[SOURCE PASSAGE Boundary: Start]

Refusing to Believe...
In January 2013 i traveled with 3 friends to Atlanta for a time of refreshing of my spirit.
During a time of quiet heart stirring contemplation i heard "David, you are darkened in your understanding because of the hardness that's in your heart, because you refuse to believe." Since i love the conviction of the LORD i was not ashamed or put off.
Though i didn't know the specifics of that darkened understanding or my refusal to believe, i knew innately that it was true.
On March 20th as i was listening to Jon Thurlow's IHOP set from the day before i continued to process that word from January.
“So, my question is LORD, what do i refuse to believe?”
“You refuse to believe (take into your heart) that I am FOR you…and that I Love you.”
I write back: “I don’t think that’s accurate. That’s not true.”
“It Is! Look at what you believe (take into your heart):”
“Envy: You want what other men have and are embittered because you don’t have it…and you blame ME.”
“Jealousy: You are threatened by others encroaching on what you feel is “yours”… your friendships … your favor places … your influence places … all those places where you find value and love. You take up this sword to protect your territory. You don’t believe that I’m FOR you. You don’t trust me. You think that I care more for others than you, so you take matters in your own hands.”
“These two things are the greatest in your heart. But I can remove those and reset your heart. If you change what you believe (what you take into your heart), the toxins in your heart will go.”
Shaken by these truths, i ask “OK, is there more?”
“The belief structure behind the spirit of religion has to go. You don’t see Me as I was or as I am. That portrait that hung in your parents home isn’t Me. Those Sunday School pictures were not me. You are embittered because you believed that was Me. You saw me as distant and non-caring. You saw me as as how I described the religious of My day:
“They tie up heavy burdens, hard to bear, and they lay them on people’s shoulders, but they themselves are not willing to move them with their finger.”

[SOURCE PASSAGE Boundary: End]
[INFORMATION Boundary: Start]

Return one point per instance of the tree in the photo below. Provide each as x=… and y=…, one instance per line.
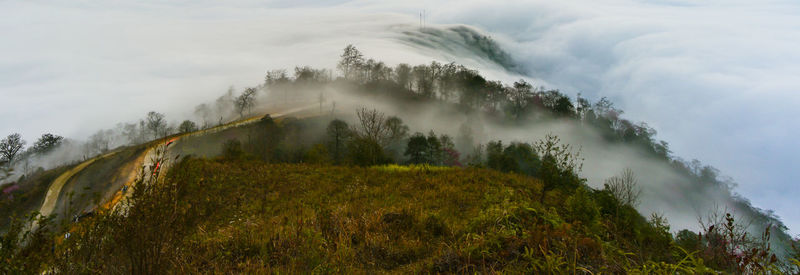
x=624, y=187
x=205, y=113
x=366, y=152
x=397, y=131
x=373, y=125
x=338, y=135
x=99, y=142
x=417, y=149
x=276, y=77
x=46, y=143
x=187, y=126
x=560, y=165
x=519, y=96
x=156, y=124
x=10, y=147
x=245, y=101
x=403, y=75
x=351, y=61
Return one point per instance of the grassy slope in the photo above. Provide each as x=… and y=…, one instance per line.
x=299, y=218
x=29, y=197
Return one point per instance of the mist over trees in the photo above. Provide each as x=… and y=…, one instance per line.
x=10, y=147
x=373, y=137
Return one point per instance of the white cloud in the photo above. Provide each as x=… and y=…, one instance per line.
x=717, y=79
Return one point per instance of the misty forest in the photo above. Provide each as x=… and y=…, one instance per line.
x=370, y=167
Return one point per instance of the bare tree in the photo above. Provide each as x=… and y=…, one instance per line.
x=373, y=125
x=351, y=61
x=46, y=143
x=338, y=135
x=624, y=187
x=10, y=147
x=156, y=124
x=99, y=142
x=244, y=102
x=187, y=126
x=205, y=113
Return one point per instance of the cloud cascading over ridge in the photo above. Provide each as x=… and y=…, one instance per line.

[INFORMATION Boundary: End]

§ **TO DO**: Repeat the devotional passage between "In January 2013" and "word from January.", inclusive, word for word. This material is separate from the devotional passage and unrelated to it.

§ **RESPONSE TO THIS EXERCISE**:
In January 2013 i traveled with 3 friends to Atlanta for a time of refreshing of my spirit.
During a time of quiet heart stirring contemplation i heard "David, you are darkened in your understanding because of the hardness that's in your heart, because you refuse to believe." Since i love the conviction of the LORD i was not ashamed or put off.
Though i didn't know the specifics of that darkened understanding or my refusal to believe, i knew innately that it was true.
On March 20th as i was listening to Jon Thurlow's IHOP set from the day before i continued to process that word from January.